## Work to complete
In your copy of the data, include no pictures and alter nothing else.

## Data to process
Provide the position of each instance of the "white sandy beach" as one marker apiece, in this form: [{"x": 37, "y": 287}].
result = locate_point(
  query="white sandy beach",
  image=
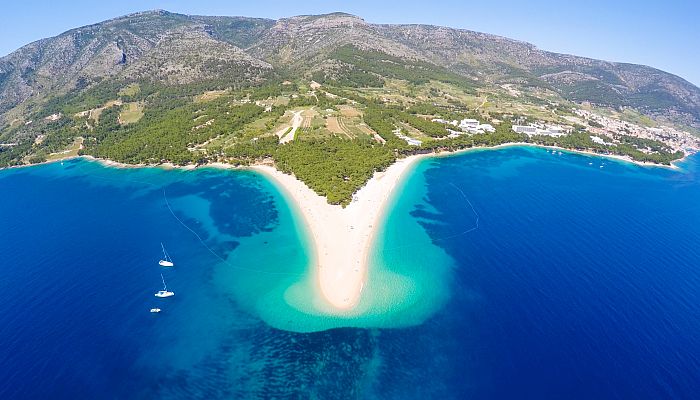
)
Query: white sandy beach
[{"x": 342, "y": 236}]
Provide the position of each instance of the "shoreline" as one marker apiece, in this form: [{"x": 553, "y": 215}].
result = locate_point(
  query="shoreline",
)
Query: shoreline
[
  {"x": 342, "y": 237},
  {"x": 443, "y": 153}
]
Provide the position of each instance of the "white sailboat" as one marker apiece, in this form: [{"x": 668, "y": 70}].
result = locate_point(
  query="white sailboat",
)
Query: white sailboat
[
  {"x": 166, "y": 261},
  {"x": 164, "y": 292}
]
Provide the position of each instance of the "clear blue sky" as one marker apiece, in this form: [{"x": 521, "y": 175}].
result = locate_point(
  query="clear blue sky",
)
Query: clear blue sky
[{"x": 662, "y": 34}]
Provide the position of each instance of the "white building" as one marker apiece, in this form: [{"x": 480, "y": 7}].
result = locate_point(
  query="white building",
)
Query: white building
[
  {"x": 530, "y": 130},
  {"x": 468, "y": 123}
]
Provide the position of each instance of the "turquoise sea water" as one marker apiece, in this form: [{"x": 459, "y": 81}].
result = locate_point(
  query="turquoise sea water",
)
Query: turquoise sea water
[{"x": 514, "y": 273}]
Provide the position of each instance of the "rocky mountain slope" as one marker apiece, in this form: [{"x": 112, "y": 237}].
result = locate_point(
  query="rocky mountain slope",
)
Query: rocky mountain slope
[{"x": 174, "y": 49}]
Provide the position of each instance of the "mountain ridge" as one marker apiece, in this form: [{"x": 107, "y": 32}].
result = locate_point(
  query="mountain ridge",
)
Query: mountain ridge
[{"x": 83, "y": 55}]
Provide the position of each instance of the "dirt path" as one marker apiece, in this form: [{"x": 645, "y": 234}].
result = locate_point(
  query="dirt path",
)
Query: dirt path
[{"x": 296, "y": 123}]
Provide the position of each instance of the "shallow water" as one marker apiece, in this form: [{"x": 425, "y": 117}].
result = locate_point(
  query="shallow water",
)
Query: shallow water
[{"x": 565, "y": 280}]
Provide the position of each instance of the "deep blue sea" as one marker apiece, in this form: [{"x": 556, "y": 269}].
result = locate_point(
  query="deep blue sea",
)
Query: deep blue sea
[{"x": 569, "y": 277}]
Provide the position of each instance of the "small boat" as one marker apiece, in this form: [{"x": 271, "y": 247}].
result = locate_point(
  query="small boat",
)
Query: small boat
[
  {"x": 164, "y": 293},
  {"x": 166, "y": 261}
]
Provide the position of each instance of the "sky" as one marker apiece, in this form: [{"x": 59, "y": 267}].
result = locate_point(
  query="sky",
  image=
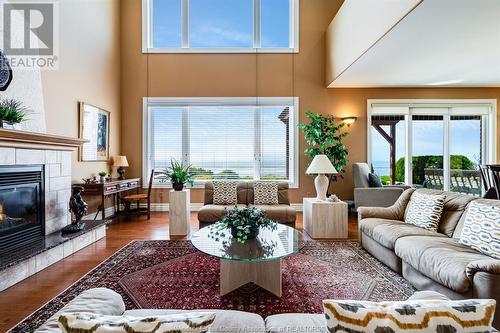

## Expected answer
Provide the position of each instance of the "white sandy beach" as one marker apiece, in this form: [{"x": 37, "y": 287}].
result = locate_point(
  query="white sandy beach",
  image=
)
Query: white sandy beach
[{"x": 342, "y": 236}]
Provide the position of each instance of the "shoreline" as one marker apiece, in this form: [{"x": 553, "y": 215}].
result = locate_point(
  query="shoreline",
)
Query: shoreline
[
  {"x": 342, "y": 237},
  {"x": 443, "y": 153}
]
Provide the position of each instance of the "white sailboat" as one marker apiece, in this form: [{"x": 668, "y": 70}].
result = locate_point(
  query="white sailboat",
)
Query: white sailboat
[
  {"x": 166, "y": 261},
  {"x": 164, "y": 292}
]
Provide the position of each instance of the "clear blue sky" as one marker apiece, in this form: [{"x": 521, "y": 175}].
result = locate_point(
  query="clear blue sky",
)
Query: clear blue sky
[{"x": 662, "y": 34}]
Provide the position of each instance of the "white building" as one marker apiece, in this form: [{"x": 480, "y": 7}].
result = locate_point(
  query="white building",
)
Query: white building
[
  {"x": 530, "y": 130},
  {"x": 468, "y": 123}
]
Provide the position of each instance of the "turquoise sea water" as one marker apiece, in this form: [{"x": 459, "y": 81}].
result = locate_point(
  query="turquoise sea water",
)
Query: turquoise sea water
[{"x": 514, "y": 273}]
Provide the position of each instance of the "rocky mountain slope" as one marker apiece, in this form: [{"x": 112, "y": 237}].
result = locate_point(
  query="rocky mountain slope",
)
Query: rocky mountain slope
[{"x": 174, "y": 49}]
Provide the position of each instance of the "mountain ridge" as one marker apiece, in this form: [{"x": 107, "y": 32}].
result = locate_point(
  query="mountain ridge",
)
Query: mountain ridge
[{"x": 83, "y": 55}]
Provide the position of each instance of the "dirt path" as one marker apiece, in this form: [{"x": 645, "y": 234}].
result = locate_point(
  query="dirt path",
)
Query: dirt path
[{"x": 296, "y": 123}]
Provide the position of each instance of the "shallow water" as one marker apiece, in this form: [{"x": 425, "y": 117}].
result = locate_point(
  query="shallow water",
)
Query: shallow water
[{"x": 565, "y": 280}]
Provide the position of each instance of the "deep blue sea" as one marker apiece, in this form: [{"x": 556, "y": 269}].
result = locate_point(
  query="deep blue sea",
)
Query: deep blue sea
[{"x": 569, "y": 277}]
Provide the position of each instance of the "small boat" as one marker apiece, in this form: [{"x": 271, "y": 247}].
result = locate_point(
  query="small boat",
)
Query: small boat
[
  {"x": 164, "y": 293},
  {"x": 166, "y": 261}
]
Provide the position of each instance of the "sky" as one marker apiece, in this form: [{"x": 59, "y": 267}].
result = locate_point(
  query="sky",
  image=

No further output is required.